Fragment dokumentu –

W projekcie budżetu na 2020 r. założono zniesienie ograniczenia rocznej podstawy wymiaru składek na ubezpieczenia emerytalne i rentowe (30-krotność prognozowanego przeciętnego wynagrodzenia w gospodarce).

Pytany o tę kwestię w czwartek w programie Tłit Wp.pl wicepremier Jarosław Gowin, szef Porozumienia powiedział: "Wczoraj potwierdziłem obu moim rozmówcom (PiS i Solidarna Polska - przyp. PAP), że Porozumienie nie zagłosuje za likwidacją 30-krotności". I dodał: "Myślę, że ten temat zostanie zdjęty z agendy".

"Miałem wrażenie, że moi rozmówcy przyjmują to ze zrozumieniem" - skomentował wicepremier.

"Teoretycznie PiS i SP mogą przegłosować takie rozwiązanie np. z Lewicą" - dodał.

Reklama

>>> Czytaj też: 500 minus dla firm. Pułapka w uldze na ZUS: przedsiębiorcy mogą nie wypracować minimalnej emerytury

Przekonywał jednak, że likwidacja 30-krotności "to uderzenie w najwyżej wykwalifikowanych specjalistów" i najbardziej kreatywną część społeczeństwa. "Do takiego uderzenia Porozumienie nie przyłoży ręki" - zapewnił.

Pytany, czy teraz będzie mógł nie głosować tak, jak będzie chciał, zaprzeczył i powiedział, że będzie wiele spraw, gdzie kompromis będzie potrzebny. Ocenił, że aby realizować część ze swoich celów trzeba czasem popierać cele stawiane przez koalicjantów.

Opowiedział, że np. dla wielu polityków PiS i SP trudnym kompromisem było poparcie jego reform szkolnictwa wyższego. "Wielu głosowało, a się nie cieszyło" - wspomniał. Dodał, że są też sytuacje, w których będzie musiał pójść na kompromis.

Treść polecenia –
Odpowiedz na pytania do tekstu o likwidacji 30-krotności:
1. Na który rok zaplanowano w projekcie budżetu zniesienie ograniczenia rocznej podstawy wymiaru składek?
2. W jakim programie wicepremier Jarosław Gowin wypowiadał się w czwartek?
3. Poparcie jakich reform było według wicepremiera trudnym kompromisem dla wielu polityków PiS i SP?

Dostarczone dane –
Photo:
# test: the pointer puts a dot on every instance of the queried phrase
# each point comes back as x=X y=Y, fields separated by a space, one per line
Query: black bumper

Rozwiązanie zadania –
1. Zniesienie ograniczenia zaplanowano w projekcie budżetu na 2020 rok.
2. Wicepremier wypowiadał się w programie Tłit Wp.pl.
3. Trudnym kompromisem było poparcie jego reform szkolnictwa wyższego.